WHAT YOU NEED TO DO - Stopping at the line that holds "box: [70, 202, 1141, 1272]", repeat the lines below exactly, starting from the very first and including that final line.

EXTRACTED ENTRIES -
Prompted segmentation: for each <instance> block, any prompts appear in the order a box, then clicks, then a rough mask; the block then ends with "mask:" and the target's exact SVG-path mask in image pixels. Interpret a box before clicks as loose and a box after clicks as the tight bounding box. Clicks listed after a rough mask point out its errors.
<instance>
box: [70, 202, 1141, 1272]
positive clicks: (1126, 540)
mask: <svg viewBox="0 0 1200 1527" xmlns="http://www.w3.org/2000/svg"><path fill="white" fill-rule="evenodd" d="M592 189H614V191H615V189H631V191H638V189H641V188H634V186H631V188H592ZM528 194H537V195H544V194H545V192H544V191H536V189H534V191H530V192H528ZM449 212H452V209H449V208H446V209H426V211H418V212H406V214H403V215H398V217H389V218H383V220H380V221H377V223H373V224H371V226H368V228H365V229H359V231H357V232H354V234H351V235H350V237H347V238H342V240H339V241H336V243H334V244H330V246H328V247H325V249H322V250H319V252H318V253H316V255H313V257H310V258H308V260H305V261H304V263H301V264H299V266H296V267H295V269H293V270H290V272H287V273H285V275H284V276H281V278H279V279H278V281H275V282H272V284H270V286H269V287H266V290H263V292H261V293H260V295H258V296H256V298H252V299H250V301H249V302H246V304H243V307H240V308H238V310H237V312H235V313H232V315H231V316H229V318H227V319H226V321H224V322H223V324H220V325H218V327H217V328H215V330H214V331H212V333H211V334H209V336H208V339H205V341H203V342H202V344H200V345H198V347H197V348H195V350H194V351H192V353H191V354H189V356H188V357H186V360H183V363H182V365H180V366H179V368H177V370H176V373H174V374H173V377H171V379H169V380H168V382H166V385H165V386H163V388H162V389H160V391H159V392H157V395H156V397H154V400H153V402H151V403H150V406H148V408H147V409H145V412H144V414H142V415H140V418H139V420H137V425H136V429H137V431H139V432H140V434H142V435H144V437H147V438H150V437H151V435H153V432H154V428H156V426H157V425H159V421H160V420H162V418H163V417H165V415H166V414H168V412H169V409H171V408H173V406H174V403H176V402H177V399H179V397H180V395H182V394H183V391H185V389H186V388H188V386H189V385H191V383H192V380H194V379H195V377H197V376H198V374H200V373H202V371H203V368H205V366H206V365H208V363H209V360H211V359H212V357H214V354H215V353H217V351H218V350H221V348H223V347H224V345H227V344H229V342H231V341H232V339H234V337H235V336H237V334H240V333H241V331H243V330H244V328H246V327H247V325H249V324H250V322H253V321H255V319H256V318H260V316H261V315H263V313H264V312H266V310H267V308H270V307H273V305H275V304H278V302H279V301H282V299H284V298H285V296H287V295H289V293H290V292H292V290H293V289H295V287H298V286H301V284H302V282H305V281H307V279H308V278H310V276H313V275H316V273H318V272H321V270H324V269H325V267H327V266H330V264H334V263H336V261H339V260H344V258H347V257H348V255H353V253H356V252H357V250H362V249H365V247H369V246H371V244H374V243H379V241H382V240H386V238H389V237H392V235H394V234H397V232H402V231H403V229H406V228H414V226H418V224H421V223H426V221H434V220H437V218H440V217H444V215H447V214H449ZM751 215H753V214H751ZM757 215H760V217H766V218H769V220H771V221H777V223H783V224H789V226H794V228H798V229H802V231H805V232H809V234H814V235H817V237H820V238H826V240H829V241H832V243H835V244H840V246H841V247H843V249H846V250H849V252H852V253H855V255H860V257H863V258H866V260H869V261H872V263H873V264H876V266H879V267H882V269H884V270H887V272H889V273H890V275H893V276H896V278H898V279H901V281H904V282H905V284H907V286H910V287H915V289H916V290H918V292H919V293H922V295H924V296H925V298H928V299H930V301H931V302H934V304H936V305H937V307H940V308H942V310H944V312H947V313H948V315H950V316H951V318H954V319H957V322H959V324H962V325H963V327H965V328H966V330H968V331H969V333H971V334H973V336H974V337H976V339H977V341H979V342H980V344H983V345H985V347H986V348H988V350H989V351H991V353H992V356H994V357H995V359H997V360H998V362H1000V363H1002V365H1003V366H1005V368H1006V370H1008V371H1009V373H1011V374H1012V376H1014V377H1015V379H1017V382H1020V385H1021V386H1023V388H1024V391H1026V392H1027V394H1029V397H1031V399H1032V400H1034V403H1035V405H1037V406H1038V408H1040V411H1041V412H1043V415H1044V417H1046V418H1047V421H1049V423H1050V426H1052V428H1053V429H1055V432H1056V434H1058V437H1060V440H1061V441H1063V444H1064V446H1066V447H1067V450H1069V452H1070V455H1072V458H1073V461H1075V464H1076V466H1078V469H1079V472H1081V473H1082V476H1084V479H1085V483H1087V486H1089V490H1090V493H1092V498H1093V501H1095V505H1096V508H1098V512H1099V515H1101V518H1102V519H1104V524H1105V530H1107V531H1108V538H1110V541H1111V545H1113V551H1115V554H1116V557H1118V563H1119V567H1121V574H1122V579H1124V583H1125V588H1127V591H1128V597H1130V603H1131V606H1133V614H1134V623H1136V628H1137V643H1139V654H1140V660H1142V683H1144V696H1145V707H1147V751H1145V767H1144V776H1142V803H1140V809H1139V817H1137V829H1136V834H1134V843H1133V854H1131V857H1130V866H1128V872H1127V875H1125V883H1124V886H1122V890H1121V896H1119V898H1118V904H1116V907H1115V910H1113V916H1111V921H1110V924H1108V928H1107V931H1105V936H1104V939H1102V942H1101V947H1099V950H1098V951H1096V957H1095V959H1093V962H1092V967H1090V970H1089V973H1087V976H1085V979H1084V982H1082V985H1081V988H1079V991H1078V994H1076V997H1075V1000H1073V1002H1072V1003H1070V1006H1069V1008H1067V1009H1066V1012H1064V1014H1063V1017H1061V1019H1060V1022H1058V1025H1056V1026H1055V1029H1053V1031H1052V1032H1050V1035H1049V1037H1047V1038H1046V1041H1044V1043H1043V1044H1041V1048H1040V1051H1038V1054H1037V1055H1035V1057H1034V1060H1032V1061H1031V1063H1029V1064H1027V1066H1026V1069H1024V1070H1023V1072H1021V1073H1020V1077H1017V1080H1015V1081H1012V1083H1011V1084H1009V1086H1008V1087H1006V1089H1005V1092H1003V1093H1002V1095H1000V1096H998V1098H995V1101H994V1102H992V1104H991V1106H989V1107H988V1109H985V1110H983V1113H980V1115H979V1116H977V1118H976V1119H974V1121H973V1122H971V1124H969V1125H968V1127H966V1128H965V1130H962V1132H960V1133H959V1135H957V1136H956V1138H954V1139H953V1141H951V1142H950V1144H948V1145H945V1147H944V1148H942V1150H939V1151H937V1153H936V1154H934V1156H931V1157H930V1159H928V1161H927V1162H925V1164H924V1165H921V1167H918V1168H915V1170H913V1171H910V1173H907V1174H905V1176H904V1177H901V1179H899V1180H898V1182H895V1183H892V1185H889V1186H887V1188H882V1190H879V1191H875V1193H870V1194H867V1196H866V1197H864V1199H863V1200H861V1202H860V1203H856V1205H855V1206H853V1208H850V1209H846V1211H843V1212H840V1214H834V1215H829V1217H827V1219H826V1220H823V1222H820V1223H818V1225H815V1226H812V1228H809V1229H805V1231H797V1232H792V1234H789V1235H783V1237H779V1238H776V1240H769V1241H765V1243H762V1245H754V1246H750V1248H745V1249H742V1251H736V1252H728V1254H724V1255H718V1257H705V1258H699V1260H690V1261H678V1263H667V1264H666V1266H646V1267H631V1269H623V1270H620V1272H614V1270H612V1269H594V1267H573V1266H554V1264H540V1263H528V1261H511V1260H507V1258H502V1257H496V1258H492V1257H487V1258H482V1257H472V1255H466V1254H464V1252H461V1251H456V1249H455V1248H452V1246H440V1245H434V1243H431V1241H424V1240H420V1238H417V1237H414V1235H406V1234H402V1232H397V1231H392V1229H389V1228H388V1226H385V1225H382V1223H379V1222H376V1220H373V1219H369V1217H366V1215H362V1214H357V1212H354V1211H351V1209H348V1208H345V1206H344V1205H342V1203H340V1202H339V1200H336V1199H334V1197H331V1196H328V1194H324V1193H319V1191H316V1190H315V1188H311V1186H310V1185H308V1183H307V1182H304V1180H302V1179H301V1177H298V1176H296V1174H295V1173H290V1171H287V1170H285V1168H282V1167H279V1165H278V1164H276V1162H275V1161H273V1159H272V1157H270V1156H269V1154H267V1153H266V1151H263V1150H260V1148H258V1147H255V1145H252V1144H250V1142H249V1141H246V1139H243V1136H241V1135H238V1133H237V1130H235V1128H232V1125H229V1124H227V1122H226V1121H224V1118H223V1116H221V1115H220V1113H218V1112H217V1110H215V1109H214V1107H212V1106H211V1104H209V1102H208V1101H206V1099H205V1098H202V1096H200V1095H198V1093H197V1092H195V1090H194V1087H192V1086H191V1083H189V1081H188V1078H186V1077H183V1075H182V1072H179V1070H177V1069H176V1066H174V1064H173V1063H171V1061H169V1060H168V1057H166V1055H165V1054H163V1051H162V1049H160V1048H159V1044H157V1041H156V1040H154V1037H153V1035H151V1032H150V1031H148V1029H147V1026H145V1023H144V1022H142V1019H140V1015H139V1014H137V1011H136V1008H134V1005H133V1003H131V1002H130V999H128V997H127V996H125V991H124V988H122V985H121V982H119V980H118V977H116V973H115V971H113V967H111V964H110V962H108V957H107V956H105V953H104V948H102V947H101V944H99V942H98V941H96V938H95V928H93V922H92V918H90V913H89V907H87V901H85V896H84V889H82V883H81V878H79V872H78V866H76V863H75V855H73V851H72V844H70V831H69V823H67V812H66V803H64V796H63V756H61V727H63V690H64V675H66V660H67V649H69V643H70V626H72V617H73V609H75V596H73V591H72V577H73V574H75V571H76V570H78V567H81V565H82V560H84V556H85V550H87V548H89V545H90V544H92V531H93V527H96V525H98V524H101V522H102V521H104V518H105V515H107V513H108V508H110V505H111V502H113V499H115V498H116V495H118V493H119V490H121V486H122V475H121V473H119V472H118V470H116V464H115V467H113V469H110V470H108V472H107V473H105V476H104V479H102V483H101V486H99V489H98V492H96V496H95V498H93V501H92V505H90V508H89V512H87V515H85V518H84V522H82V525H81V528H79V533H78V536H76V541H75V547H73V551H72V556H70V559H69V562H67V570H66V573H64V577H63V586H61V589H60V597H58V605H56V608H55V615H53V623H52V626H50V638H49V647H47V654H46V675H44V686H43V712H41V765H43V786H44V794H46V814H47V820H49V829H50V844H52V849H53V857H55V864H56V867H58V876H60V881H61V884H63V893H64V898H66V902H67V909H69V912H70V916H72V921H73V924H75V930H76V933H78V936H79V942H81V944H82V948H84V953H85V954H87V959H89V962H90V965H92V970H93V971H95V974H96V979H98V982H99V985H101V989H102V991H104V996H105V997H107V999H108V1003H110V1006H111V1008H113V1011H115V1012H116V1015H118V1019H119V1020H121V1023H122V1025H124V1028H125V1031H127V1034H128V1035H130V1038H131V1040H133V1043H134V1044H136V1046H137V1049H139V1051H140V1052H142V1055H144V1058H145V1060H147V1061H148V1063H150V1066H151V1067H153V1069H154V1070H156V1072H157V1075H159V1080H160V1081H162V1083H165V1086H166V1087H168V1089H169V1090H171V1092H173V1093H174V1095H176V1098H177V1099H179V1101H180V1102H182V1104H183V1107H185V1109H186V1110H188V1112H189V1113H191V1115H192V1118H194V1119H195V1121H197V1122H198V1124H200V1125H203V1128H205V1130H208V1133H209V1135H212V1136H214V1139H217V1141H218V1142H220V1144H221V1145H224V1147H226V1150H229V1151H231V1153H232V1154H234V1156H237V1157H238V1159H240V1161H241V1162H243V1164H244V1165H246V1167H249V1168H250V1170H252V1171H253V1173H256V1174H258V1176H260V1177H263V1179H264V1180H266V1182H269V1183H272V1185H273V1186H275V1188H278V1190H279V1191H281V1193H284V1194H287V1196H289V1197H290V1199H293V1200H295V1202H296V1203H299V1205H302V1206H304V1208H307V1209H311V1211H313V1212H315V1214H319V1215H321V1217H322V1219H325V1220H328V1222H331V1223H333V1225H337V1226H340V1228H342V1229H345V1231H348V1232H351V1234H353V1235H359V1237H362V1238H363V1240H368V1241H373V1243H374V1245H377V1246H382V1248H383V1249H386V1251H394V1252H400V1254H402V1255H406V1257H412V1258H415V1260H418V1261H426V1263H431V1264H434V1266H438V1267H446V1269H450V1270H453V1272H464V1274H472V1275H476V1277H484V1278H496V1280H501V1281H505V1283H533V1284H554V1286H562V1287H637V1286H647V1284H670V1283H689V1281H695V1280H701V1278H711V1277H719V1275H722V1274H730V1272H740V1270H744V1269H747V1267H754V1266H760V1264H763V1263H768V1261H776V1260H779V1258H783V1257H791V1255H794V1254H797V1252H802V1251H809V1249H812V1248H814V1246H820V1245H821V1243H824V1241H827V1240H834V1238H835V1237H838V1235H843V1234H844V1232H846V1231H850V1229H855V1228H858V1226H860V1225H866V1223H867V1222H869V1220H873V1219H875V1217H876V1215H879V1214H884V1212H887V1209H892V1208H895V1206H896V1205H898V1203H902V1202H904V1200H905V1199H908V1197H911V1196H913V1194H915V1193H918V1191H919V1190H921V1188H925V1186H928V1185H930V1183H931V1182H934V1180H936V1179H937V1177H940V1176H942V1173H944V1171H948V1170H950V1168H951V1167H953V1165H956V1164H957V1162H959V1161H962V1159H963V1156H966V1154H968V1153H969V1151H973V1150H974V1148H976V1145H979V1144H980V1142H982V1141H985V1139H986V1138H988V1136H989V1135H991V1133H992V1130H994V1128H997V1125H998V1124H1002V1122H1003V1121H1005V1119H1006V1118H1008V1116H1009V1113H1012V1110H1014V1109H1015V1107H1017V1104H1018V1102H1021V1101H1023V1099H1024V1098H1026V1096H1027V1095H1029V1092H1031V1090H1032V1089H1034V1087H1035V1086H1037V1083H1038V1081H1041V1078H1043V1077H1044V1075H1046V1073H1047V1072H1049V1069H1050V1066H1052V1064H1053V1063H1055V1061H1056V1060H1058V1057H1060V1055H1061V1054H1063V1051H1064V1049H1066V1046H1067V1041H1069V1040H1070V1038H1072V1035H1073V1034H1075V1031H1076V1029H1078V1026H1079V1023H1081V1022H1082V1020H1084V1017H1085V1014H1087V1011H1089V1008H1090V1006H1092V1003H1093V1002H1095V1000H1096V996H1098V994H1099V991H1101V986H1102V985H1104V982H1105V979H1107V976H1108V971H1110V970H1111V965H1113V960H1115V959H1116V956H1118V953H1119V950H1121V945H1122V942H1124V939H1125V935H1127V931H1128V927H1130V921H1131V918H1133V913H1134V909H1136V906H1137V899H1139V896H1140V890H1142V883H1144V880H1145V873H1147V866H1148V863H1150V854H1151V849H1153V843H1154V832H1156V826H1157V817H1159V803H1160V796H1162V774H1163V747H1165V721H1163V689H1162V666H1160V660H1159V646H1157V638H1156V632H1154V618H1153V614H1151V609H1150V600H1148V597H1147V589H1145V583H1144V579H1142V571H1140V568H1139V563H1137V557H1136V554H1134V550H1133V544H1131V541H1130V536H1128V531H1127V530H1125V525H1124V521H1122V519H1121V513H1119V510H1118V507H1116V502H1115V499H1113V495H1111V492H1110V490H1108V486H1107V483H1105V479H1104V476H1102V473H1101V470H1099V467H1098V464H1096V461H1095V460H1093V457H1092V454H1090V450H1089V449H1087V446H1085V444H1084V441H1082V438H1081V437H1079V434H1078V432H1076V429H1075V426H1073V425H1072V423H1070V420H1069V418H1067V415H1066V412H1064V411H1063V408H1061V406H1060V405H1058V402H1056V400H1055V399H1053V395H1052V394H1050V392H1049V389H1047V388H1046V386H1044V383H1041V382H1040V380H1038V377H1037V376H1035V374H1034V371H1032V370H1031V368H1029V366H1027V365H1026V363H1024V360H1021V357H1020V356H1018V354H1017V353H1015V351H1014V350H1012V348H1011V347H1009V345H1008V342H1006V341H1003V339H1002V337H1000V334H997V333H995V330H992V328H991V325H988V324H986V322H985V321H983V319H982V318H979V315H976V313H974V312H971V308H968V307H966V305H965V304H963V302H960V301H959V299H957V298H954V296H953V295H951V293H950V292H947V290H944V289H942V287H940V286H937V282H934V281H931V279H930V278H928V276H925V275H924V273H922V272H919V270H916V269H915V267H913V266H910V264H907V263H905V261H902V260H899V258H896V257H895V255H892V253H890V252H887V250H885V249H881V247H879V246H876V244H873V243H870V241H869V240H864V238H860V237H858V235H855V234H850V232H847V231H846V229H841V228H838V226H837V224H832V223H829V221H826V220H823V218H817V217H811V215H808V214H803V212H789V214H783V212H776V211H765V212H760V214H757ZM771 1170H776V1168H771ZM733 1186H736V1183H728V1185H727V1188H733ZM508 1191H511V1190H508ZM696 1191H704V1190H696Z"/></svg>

RESPONSE FOR THIS EXERCISE -
Prompted segmentation: for each <instance> block, any prompts appear in the order a box, then clicks, then a rough mask; the block then ends with "mask:" and the target's exact SVG-path mask in image pixels. Interpret a box before clicks as loose and a box after clicks as the tight bounding box. Clicks listed after a rough mask point out its errors.
<instance>
box: [70, 202, 1141, 1272]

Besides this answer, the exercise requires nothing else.